─── Extrait
Magneto Testament par Greg Pak et Carmine Di Giandomenico
Première publication le 28 mars 2014. Mise à jour le 03 février 2017.
: BRUCE LIT
VO : Marvel
VF : Panini
Magneto Testament est une mini série en quatre épisodes scénarisée par Greg Pak et illustreé par Carmine Di Giandomenico. Les couvertures sont de Marko Djurdjevic. Chose rare, Stan Lee quitte son rôle de bouffon médiatique pour livrer une postface très émouvante. Panini a réédité l’histoire dans un bel écrin Marvel Dark.
Magneto est l’un des personnages les plus passionnants du l’univers Marvel. Certains forums le considèrent même comme le plus grand vilain des Comics Books. Ni bon, ni tout à fait mauvais, sa présence dans les Xmen induit souvent des combats souvent aussi physique qu’idéologiques.
Lorsqu’il apparait pour la première fois chez les Xmen, Magneto est le stéréotype du vilain qui n’est là que pour s’opposer aux bons : impitoyable, veule, menteur, manipulateur. Il faudra attendre une quinzaine d’années pour que Chris Claremont le recréateur des Xmen tel qu’on les connait et que l’on aime, remodèle entièrement le personnage.
C’est ainsi qu’au cours d’un combat somme toute routinier contre les hommes de Xavier, il est sur le point de tuer Kitty Pryde, l’adorable benjamine de 13 ans et Juive de surcroît. Il s’agit à mon sens de la plus belle scène des Xmen sous l’ère Claremont: Magnéto, d’habitude si arrogant fond en larmes, en proie à un syndrome post traumatique et craque durant un combat : du jamais vu !
Impuissant aux pieds d’une Tornade prête à l’exécuter, il confie être un rescapé de la Shoah et que la haine éprouvé envers ses bourreaux se répercute surs ses choix idéologiques.Traumatisé par le fait qu’une race ait pu disparaitre à cause de la haine, il jure de protéger les mutants afin d’éviter que ne se reproduise le massacre.
Si ces intentions sont nobles, les méthodes radicales du Maître du Magnétisme en choquera plus d’un. Lui même admettra en s’attaquant à une enfant être devenu ce qu’il s’est juré de combattre : un despote raciste pas si différent d’Hitler. En plus d’une réflexion passionnante induisant que les victimes peuvent devenir des bourreaux, Claremont invente progressivement un passé à ce personnage après 20 d’existence chez Marvel: Magneto a vu toute sa famille exterminée à Auschwitz, il en est un des rares survivants avec Magda la femme qu’il a sauvé.
──────
■ **Exercice écrit**
Donnez la suite de l'article sur Magneto Testament, à partir de sa dernière phrase.
─── Documents fournis
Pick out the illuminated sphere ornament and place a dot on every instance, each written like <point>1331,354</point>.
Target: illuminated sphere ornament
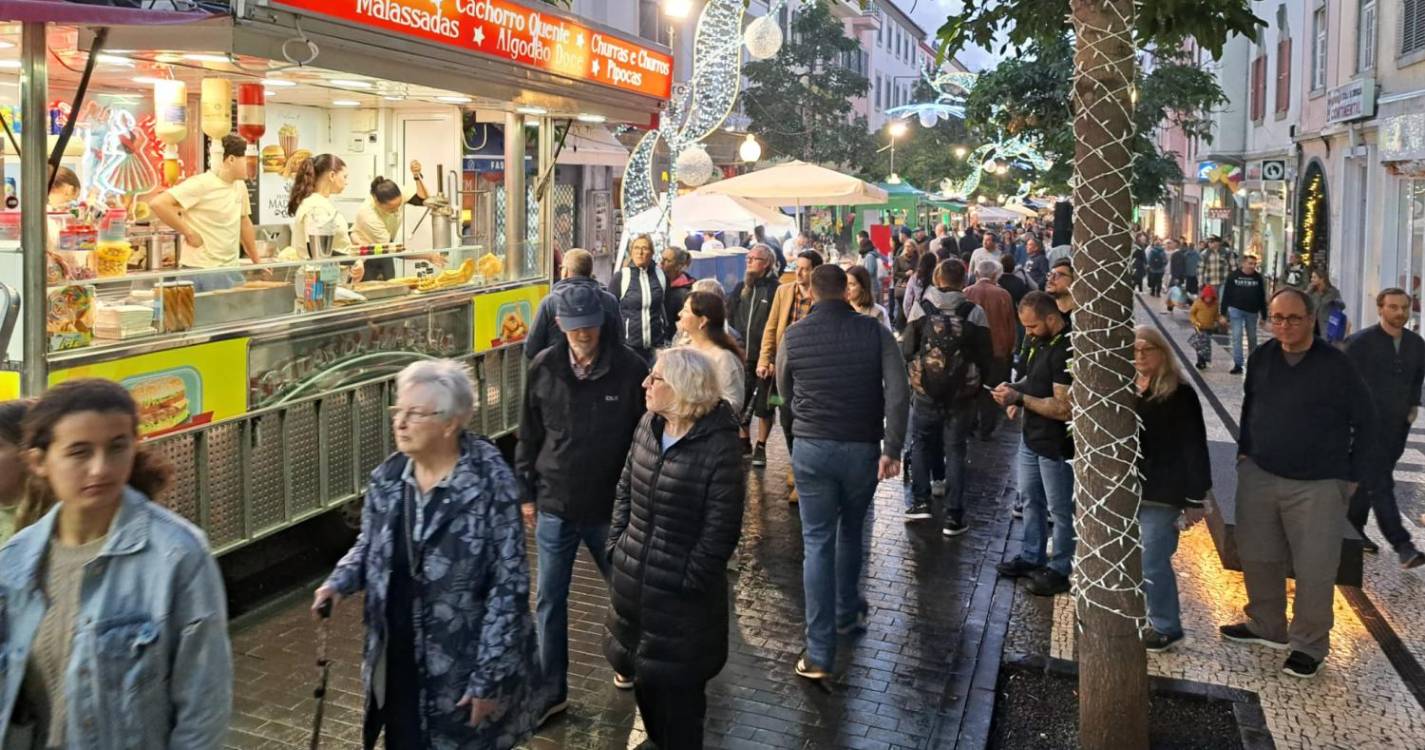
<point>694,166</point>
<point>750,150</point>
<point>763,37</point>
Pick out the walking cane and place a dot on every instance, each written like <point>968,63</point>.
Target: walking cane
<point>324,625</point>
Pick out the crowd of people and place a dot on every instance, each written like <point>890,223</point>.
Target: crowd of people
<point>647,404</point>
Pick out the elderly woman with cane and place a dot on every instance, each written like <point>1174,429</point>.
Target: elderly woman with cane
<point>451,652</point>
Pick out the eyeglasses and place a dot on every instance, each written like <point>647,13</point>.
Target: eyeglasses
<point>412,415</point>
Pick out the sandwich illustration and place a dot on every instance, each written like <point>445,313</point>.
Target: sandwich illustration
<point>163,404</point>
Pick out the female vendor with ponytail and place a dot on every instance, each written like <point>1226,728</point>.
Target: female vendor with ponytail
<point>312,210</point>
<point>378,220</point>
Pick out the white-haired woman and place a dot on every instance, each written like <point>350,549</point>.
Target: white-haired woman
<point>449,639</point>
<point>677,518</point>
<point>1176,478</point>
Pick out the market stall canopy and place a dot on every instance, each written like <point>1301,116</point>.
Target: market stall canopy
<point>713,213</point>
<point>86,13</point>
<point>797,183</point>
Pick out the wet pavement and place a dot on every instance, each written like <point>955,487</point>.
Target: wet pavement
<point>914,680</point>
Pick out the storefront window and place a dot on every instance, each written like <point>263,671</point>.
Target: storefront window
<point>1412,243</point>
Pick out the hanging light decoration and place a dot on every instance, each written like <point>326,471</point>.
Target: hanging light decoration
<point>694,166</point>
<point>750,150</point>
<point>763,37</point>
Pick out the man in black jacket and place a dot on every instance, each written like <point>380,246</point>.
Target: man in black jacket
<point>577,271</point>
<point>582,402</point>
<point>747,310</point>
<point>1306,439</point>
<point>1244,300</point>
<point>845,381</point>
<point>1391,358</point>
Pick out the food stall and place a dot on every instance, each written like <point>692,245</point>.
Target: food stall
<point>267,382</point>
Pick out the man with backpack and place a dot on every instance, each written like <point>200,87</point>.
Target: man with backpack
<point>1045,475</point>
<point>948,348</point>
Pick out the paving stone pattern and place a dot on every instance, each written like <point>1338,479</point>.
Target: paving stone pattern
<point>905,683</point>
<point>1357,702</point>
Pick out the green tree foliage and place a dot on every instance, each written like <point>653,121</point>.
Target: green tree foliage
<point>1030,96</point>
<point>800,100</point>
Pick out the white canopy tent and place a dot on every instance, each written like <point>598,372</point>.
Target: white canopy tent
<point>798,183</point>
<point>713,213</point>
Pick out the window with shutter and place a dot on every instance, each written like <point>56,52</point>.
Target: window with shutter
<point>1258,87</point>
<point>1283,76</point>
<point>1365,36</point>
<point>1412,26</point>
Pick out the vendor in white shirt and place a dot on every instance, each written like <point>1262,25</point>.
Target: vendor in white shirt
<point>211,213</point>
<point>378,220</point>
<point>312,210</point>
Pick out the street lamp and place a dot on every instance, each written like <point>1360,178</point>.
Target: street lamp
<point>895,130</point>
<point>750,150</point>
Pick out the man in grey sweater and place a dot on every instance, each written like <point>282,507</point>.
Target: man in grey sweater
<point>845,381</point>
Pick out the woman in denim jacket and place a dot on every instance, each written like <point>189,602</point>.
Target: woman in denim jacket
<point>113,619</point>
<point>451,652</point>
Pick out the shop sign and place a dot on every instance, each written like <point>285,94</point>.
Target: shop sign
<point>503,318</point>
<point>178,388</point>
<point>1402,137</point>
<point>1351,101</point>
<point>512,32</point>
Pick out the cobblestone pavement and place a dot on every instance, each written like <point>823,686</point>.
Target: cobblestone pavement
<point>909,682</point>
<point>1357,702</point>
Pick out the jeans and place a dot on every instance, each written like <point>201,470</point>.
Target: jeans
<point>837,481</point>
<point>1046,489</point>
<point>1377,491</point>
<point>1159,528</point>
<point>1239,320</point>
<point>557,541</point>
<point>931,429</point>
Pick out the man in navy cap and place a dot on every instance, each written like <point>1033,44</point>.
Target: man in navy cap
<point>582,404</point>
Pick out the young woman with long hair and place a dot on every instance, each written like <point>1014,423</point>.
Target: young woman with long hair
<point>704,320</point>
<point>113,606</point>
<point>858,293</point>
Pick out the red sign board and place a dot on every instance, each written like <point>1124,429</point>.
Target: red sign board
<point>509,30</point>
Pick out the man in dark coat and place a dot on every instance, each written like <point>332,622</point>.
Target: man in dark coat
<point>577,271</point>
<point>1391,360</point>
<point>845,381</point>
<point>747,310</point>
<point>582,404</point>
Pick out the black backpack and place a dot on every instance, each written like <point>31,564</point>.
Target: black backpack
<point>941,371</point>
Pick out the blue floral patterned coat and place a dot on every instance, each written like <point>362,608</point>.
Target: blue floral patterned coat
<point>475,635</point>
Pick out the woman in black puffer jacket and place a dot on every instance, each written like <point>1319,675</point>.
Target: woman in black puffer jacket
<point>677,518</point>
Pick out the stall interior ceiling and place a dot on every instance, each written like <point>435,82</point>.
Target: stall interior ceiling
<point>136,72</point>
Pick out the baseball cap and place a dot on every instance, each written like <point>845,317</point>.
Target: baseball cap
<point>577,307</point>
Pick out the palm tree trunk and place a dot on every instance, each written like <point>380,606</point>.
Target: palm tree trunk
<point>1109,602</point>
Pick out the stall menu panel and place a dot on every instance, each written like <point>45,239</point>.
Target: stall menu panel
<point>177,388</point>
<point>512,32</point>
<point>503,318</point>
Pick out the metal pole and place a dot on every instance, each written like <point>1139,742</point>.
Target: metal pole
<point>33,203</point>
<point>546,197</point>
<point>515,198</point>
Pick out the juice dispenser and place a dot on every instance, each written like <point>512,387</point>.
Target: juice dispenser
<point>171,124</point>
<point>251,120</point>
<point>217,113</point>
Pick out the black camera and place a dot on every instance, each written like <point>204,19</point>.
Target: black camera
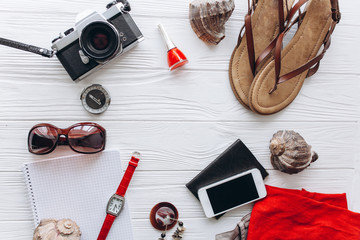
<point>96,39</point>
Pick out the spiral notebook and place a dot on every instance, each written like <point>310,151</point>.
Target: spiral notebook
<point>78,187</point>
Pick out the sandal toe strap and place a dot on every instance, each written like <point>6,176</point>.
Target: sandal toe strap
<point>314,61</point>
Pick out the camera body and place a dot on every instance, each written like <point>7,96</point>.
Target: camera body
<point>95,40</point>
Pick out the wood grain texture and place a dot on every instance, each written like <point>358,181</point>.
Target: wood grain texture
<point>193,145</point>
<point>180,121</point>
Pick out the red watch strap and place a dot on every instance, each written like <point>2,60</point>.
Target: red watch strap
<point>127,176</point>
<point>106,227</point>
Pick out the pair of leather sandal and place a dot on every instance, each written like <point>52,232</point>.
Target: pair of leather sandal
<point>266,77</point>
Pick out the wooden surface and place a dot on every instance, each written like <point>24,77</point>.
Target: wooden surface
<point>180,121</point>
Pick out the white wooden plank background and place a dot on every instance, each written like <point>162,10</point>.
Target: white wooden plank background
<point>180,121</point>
──────
─── Documents fournis
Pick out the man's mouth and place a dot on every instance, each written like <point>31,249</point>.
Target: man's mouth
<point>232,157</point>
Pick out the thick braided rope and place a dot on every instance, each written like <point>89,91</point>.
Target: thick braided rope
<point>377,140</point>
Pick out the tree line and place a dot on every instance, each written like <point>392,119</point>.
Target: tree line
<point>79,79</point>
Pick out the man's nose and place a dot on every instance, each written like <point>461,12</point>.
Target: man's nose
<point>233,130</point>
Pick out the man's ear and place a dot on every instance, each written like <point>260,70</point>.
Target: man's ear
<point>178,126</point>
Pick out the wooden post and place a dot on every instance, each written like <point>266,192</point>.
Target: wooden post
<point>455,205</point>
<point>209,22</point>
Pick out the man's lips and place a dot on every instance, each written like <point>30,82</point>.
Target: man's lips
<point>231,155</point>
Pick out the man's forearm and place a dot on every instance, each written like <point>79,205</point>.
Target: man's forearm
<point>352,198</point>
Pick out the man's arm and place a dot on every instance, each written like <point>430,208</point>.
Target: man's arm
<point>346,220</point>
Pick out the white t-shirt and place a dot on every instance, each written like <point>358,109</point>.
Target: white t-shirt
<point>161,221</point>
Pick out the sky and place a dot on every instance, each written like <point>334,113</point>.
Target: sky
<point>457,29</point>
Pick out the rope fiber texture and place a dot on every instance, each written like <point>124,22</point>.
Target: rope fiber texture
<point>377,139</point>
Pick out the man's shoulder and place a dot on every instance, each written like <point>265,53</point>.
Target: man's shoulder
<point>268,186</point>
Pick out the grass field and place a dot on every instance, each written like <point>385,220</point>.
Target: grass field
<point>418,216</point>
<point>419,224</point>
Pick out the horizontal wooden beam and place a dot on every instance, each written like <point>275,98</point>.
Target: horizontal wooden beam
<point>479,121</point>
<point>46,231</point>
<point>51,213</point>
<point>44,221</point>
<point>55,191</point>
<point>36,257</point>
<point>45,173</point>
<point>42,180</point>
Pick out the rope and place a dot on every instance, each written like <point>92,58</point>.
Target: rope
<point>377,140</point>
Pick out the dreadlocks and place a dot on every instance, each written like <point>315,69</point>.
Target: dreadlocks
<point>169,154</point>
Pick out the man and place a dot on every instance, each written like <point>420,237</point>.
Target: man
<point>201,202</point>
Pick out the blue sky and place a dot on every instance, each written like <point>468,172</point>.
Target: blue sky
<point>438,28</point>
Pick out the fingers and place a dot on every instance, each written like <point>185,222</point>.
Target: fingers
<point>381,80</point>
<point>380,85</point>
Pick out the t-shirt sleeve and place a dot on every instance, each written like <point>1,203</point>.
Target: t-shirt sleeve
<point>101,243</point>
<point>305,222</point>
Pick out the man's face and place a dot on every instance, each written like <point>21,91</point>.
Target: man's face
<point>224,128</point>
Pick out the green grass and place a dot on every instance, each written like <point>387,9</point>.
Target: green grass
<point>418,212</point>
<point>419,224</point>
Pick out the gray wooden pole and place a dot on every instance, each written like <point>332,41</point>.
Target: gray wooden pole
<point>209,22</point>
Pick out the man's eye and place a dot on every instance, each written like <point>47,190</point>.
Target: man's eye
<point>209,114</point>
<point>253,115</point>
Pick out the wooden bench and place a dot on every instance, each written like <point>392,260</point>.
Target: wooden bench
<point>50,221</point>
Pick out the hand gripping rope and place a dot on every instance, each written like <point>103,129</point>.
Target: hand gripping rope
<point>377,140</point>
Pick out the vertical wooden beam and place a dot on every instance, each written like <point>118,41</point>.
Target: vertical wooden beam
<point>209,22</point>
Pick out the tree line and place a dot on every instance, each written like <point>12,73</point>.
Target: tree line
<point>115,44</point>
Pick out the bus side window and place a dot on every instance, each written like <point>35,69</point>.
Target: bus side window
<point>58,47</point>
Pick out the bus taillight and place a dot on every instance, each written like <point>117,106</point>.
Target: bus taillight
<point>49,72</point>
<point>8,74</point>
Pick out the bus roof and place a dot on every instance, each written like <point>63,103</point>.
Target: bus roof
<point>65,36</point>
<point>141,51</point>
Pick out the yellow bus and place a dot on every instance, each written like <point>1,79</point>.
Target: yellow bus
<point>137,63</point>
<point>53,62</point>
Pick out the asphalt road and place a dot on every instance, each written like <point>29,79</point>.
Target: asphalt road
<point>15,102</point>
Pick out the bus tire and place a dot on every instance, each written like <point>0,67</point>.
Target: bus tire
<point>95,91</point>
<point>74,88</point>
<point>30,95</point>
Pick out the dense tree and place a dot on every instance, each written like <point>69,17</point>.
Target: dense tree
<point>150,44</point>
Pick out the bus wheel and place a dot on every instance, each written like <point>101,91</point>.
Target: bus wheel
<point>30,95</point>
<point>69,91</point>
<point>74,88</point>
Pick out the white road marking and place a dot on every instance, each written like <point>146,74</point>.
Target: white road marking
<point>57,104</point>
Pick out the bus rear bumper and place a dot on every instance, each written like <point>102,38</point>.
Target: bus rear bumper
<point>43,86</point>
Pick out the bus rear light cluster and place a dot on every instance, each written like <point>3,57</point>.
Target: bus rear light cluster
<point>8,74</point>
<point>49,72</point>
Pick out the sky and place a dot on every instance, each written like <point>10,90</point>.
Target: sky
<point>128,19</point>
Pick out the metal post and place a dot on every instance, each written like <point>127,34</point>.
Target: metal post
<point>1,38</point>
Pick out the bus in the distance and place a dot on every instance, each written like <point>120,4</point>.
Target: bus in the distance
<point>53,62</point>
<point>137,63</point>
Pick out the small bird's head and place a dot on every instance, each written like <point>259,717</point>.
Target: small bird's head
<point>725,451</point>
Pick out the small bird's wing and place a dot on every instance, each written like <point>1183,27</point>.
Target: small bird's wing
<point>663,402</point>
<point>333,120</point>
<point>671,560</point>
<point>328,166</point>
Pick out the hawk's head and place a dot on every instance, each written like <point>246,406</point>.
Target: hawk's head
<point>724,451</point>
──────
■ **Réponse à l'exercice**
De retour à la vie civile, des militants communistes le persécutent et causent accidentellement la mort de sa petite fille. Fou de douleur, Le jeune Magneto cède à la rage qui l’habite en déployant pour la première fois ses pouvoirs. Terrorisée par cet homme qu’elle pensait aimer, Magda abandonne un Magneto désemparé qui rencontre en Israel un jeune Thérapeute idéaliste : un certain Charles Xavier …
Claremont que l’on a jamais assez remercié pour les aventures des Xmen qui nous ont tant fait rêver, fait rentrer la Shoah dans les Comics Books. Alors que le monde des comics voue une adulation parfois agacante envers Alan Moore et Frank Miller, le choix de Claremont de transformer un vilain d’operette en une victime de l’histoire qui se révolte, est une une étape majeure de l’évolution du Comic Book que l’on oublie souvent.
Magneto : Testament raconte l’histoire du jeune Magnéto en détail, ce qui n’avait jamais été fait. Question de maturité ? Le Comics code en vigueur jusqu’en 2000 empêchait il la représentation des chambres à Gaz en format BD ? Manque de courage artistique ? Toujours est il, qu’avec ce livre, Marvel frappe un grand coup et prouve que le Comics Books n’est pas seulement un vecteur de combat titanesques pour adolescent attardé ; Spiegelmann avec Mauss et Joe Kubert avec Yossel ont prouvé que Bande Dessinée pouvait s’accorder avec l’Histoire.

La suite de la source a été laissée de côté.